▸ **INSTRUCTIONS TO FOLLOW**: In the records, find each line where "below" occurs, and copy it.

▸ **DATA FOR ANALYSIS**:
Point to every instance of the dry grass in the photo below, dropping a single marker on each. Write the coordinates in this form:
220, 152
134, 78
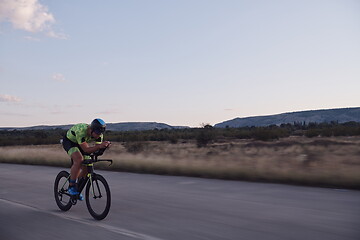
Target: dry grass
330, 162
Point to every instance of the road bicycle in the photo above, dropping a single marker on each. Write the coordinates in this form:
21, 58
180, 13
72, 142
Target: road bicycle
97, 191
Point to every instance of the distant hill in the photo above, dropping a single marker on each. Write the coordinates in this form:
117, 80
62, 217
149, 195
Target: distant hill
340, 115
126, 126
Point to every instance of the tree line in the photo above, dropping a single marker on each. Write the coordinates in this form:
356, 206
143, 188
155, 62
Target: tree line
202, 136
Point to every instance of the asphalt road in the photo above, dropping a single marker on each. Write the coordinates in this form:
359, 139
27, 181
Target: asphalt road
151, 207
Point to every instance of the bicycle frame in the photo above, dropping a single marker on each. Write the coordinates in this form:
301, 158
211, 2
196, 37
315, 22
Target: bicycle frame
89, 163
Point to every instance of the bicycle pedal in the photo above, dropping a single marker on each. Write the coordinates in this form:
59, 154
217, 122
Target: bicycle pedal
73, 201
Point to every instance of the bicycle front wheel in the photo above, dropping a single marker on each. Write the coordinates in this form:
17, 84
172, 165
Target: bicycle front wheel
61, 185
98, 197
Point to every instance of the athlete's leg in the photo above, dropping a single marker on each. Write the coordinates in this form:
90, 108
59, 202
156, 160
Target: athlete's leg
75, 168
83, 171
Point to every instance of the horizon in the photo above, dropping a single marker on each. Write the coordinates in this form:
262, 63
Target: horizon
49, 125
183, 63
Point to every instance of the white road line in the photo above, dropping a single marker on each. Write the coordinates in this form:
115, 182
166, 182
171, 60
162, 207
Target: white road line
87, 222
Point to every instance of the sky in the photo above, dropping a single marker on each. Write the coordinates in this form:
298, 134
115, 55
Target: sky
180, 62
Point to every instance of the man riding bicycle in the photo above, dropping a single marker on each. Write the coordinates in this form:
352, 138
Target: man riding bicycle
75, 143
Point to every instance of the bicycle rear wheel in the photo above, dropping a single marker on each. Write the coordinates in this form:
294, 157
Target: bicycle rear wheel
63, 200
98, 197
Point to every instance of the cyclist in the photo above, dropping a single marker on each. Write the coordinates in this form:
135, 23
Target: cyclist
75, 143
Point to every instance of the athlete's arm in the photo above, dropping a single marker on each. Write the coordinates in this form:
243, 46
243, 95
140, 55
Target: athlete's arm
86, 148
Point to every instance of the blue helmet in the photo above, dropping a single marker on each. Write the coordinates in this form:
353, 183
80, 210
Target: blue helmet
98, 126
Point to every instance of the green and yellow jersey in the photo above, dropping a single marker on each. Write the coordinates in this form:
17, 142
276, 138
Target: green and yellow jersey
78, 134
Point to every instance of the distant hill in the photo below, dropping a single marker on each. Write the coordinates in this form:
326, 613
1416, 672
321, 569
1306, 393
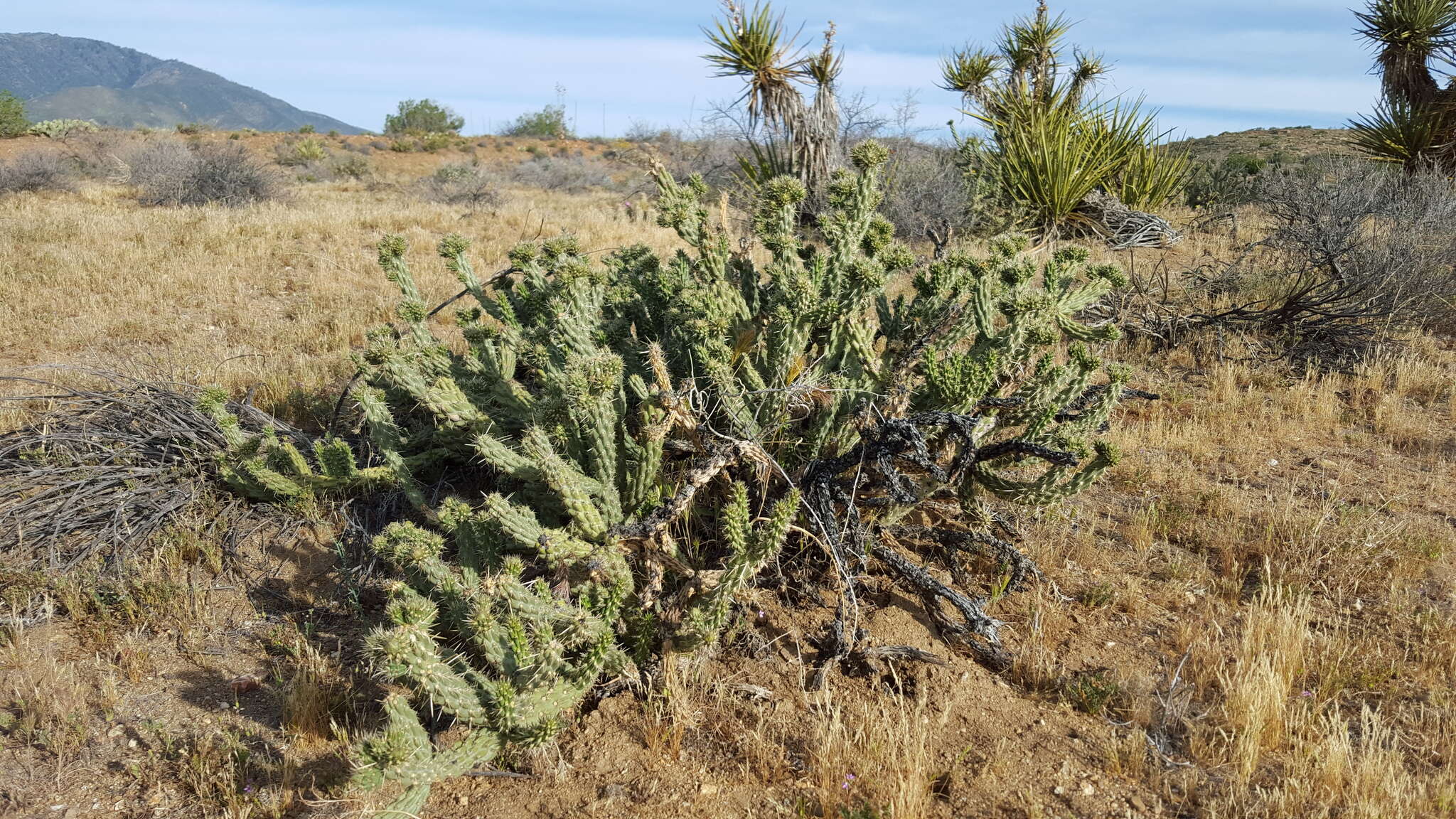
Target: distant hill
1286, 144
63, 77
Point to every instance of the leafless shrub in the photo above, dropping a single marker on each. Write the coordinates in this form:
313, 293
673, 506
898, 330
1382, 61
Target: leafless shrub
36, 171
1357, 254
926, 194
168, 172
462, 186
562, 173
159, 168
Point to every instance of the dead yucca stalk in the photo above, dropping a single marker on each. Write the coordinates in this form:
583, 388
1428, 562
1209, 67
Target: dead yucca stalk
102, 469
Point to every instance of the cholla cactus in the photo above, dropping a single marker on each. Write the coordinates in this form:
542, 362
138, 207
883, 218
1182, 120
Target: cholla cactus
510, 606
601, 414
978, 385
794, 348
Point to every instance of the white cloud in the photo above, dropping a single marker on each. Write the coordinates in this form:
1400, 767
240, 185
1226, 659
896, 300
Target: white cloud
1261, 63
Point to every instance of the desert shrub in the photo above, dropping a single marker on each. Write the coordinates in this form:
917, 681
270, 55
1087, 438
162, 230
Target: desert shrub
926, 194
36, 171
1356, 254
562, 173
422, 117
1219, 186
350, 168
168, 172
547, 124
62, 129
651, 430
308, 151
436, 141
462, 186
12, 115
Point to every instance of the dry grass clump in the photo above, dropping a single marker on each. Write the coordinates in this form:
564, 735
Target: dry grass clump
1261, 596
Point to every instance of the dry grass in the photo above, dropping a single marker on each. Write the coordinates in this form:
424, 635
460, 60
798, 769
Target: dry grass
1263, 596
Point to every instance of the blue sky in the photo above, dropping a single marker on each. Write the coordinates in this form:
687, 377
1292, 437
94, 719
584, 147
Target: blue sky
1209, 65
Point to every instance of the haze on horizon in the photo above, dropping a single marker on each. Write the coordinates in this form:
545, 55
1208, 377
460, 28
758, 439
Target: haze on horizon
1209, 66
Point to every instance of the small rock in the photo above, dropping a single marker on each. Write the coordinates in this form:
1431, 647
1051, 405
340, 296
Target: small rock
242, 684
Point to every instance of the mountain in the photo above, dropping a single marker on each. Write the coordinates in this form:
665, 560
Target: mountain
1286, 144
63, 77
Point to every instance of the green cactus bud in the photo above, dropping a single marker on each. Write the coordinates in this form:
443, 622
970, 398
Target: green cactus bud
868, 155
453, 245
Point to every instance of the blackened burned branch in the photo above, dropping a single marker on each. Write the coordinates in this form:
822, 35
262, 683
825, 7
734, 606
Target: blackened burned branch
698, 477
1024, 449
1018, 564
978, 631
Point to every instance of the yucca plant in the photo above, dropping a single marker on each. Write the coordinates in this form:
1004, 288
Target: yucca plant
609, 454
798, 137
1414, 126
1049, 141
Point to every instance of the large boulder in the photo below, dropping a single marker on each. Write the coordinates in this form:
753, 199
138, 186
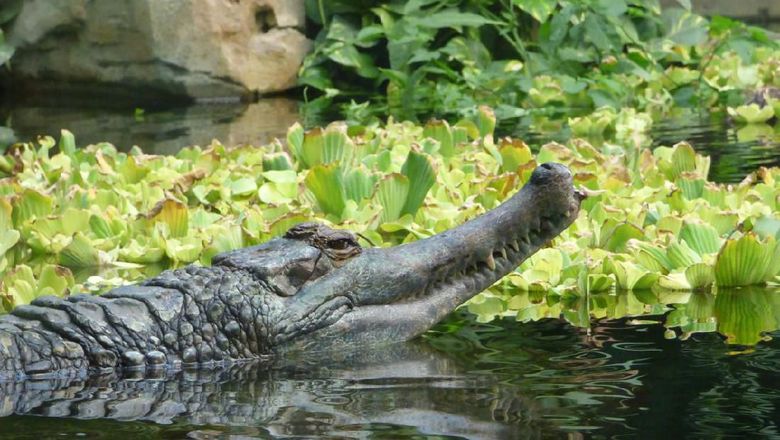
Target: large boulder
202, 49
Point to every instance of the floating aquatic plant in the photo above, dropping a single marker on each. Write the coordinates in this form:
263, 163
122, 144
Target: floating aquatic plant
653, 222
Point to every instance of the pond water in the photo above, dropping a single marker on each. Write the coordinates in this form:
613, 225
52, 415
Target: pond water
618, 365
735, 150
625, 376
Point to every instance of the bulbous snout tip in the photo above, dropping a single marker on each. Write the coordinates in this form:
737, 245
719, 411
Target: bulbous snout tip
580, 194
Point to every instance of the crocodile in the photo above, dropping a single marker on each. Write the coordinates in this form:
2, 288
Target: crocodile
314, 288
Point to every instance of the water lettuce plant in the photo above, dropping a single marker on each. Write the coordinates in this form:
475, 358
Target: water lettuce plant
86, 219
530, 60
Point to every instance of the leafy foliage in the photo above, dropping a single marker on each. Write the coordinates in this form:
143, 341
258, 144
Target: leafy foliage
530, 60
92, 218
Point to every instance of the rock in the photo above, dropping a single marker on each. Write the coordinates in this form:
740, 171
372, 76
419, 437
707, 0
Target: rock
203, 49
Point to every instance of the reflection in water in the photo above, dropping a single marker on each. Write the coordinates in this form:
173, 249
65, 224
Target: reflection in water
735, 150
541, 379
159, 131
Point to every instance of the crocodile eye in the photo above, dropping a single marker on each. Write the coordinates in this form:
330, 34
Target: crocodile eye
340, 244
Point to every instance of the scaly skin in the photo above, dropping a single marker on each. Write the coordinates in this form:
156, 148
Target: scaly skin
315, 288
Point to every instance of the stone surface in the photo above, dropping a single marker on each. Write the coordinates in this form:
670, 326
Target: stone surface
204, 49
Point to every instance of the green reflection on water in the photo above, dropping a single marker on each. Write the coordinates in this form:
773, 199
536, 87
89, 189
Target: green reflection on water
743, 315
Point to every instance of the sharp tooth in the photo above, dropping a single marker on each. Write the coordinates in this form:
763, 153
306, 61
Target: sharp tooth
491, 262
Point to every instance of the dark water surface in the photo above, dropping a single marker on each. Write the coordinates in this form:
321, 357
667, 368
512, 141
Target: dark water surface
656, 372
735, 150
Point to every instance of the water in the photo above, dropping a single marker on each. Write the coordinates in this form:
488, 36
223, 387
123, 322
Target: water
619, 365
735, 150
161, 130
640, 368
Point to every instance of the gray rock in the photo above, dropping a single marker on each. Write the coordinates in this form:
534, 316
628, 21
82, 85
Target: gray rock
203, 49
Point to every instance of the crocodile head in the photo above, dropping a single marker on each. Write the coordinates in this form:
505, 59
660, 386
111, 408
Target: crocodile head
329, 288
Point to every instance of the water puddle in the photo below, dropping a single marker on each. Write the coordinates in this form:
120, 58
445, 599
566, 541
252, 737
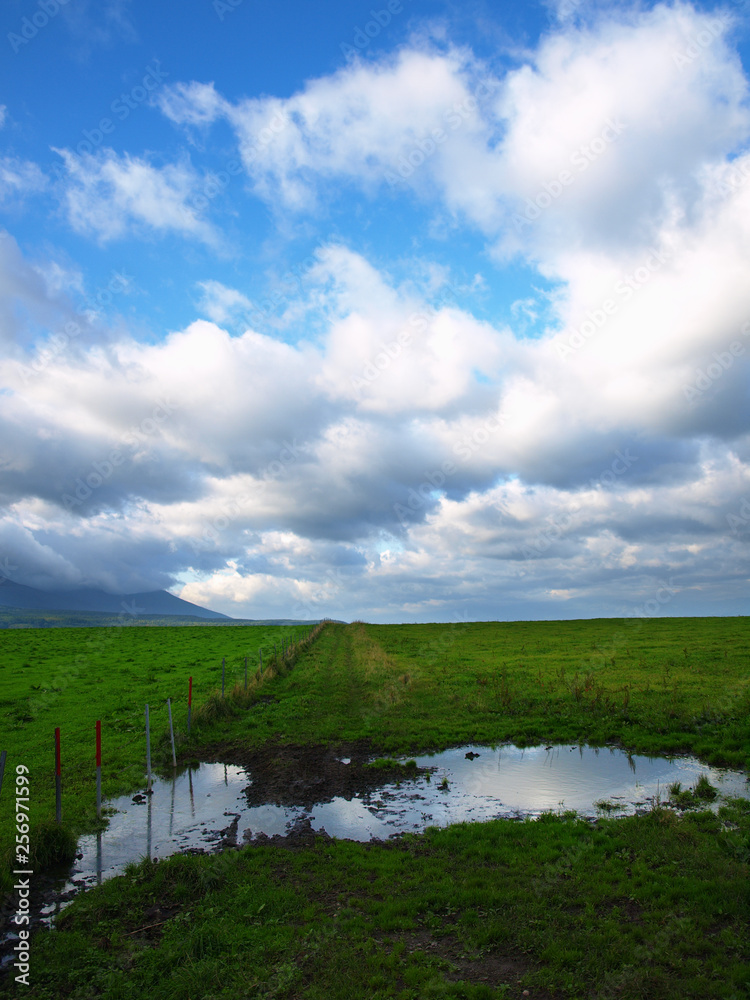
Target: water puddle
285, 798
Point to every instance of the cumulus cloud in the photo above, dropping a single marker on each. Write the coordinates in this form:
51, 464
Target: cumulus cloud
107, 195
403, 455
220, 303
19, 178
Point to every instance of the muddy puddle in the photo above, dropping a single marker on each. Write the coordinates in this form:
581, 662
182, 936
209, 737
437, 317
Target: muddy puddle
285, 795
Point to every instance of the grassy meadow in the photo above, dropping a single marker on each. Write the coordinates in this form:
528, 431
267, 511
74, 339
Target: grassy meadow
72, 677
646, 906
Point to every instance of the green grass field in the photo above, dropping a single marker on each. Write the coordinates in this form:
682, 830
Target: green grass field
647, 906
73, 677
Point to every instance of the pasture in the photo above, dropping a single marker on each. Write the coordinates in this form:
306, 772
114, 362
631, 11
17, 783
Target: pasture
648, 906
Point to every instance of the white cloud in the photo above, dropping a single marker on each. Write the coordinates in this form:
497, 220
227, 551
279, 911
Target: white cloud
107, 195
220, 303
19, 178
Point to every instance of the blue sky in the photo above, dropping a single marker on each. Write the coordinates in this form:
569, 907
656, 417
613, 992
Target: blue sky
408, 312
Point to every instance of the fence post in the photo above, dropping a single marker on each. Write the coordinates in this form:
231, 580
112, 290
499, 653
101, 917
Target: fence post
148, 753
171, 733
58, 778
99, 769
190, 701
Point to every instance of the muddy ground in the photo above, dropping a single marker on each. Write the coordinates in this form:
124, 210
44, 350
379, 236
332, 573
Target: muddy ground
304, 775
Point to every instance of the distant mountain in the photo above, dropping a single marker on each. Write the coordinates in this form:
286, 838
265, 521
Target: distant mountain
155, 602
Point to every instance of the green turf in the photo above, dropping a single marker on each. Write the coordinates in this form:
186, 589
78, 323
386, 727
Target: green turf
652, 906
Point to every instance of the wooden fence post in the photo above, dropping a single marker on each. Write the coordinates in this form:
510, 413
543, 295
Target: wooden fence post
99, 769
171, 733
148, 753
58, 778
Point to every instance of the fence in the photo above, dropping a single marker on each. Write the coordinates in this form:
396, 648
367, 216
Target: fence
288, 655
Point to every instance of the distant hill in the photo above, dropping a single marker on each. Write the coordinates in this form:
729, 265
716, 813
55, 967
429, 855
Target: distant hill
155, 602
19, 618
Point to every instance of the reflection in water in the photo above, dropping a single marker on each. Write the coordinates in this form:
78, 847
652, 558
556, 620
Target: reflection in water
191, 809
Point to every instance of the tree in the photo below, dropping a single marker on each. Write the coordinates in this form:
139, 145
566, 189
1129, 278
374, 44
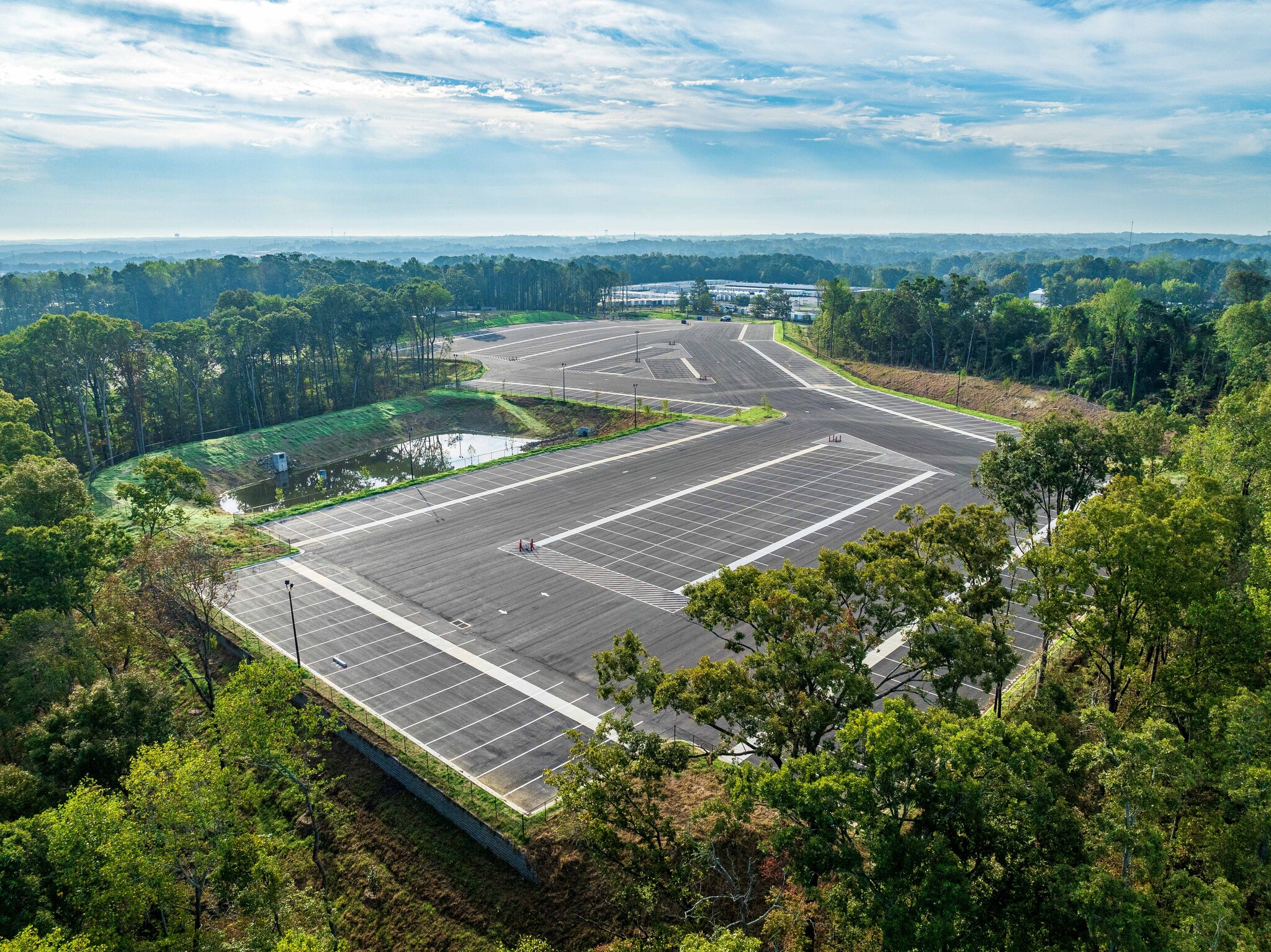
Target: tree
31, 941
97, 731
43, 655
17, 438
103, 874
1141, 777
261, 726
699, 298
40, 491
1236, 445
801, 636
163, 482
59, 566
186, 806
663, 869
614, 788
777, 304
938, 832
1121, 570
1054, 464
1245, 285
1115, 313
184, 584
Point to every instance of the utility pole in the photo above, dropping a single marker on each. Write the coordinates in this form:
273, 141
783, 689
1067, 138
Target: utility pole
293, 606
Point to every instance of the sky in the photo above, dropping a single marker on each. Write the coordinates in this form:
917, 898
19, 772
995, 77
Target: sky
462, 117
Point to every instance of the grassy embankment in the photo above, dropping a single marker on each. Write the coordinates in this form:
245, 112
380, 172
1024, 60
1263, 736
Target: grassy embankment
797, 341
1002, 401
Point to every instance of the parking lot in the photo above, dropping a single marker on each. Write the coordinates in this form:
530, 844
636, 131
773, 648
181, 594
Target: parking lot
750, 515
428, 606
496, 717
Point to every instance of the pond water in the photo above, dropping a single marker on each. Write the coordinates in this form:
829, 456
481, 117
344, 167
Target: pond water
365, 470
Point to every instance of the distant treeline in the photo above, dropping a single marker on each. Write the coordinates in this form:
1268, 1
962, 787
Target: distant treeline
161, 292
156, 292
1114, 339
1185, 281
106, 388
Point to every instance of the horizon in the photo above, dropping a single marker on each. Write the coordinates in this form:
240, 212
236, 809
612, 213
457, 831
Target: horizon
452, 119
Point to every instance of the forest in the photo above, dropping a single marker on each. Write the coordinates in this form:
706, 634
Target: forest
1113, 339
155, 794
159, 292
161, 794
231, 345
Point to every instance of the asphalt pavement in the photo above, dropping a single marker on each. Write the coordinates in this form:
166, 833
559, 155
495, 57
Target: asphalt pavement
429, 606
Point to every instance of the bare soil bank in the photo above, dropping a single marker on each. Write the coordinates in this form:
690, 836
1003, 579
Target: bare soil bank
1008, 400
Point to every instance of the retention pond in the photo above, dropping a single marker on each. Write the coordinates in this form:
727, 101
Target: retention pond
365, 470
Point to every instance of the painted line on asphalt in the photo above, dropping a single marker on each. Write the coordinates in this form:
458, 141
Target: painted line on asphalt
838, 395
475, 662
679, 493
586, 344
496, 490
694, 401
817, 526
532, 338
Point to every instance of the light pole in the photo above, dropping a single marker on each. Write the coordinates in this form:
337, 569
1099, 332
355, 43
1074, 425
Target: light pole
295, 637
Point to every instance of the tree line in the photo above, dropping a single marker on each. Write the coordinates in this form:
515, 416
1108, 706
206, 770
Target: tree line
156, 292
1115, 802
106, 387
1119, 348
159, 292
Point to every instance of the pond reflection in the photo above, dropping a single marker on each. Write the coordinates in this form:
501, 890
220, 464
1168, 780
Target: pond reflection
365, 470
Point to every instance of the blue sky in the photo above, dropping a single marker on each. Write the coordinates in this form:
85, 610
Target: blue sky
583, 116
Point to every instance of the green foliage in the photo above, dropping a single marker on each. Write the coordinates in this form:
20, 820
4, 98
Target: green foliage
1050, 467
1121, 571
18, 440
43, 655
40, 491
163, 482
699, 298
97, 731
30, 941
801, 635
941, 832
19, 792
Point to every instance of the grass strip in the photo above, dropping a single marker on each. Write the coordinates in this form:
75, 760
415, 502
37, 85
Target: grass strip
783, 338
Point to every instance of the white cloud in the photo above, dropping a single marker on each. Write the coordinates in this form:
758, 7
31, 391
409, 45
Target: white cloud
403, 75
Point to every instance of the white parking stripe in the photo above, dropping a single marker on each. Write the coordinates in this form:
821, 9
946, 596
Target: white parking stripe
468, 657
823, 524
531, 339
585, 344
518, 485
686, 491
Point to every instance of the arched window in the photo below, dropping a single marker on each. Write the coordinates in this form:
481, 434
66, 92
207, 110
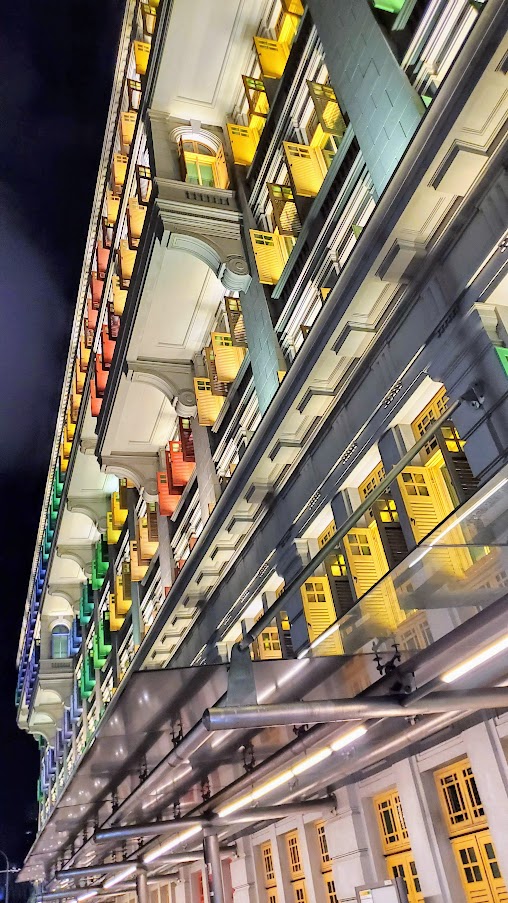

▸ **SOLVED EXERCISE**:
Point to every instance of the dry grass in the photo below, dropping a single marker on each. Write the coordinates in this form:
Point to every instance of the distant hill in the photo below, dropping a single marker on each. Write the coordinates in this form:
Point to every instance of the large boulder in the photo below, dropping a single marker on each. Write the coordinates in this form:
Point to every instance of the water puddle in the photo below, dropping a single marker on each. Write the coordinates in this form:
Point to every instance of the tree in the photo below, dropping a single marker on each. Write the coordinates in this form:
Point to every instance of the arched window in the photo below, dropping a single marker on each. Write the coordinates in this form:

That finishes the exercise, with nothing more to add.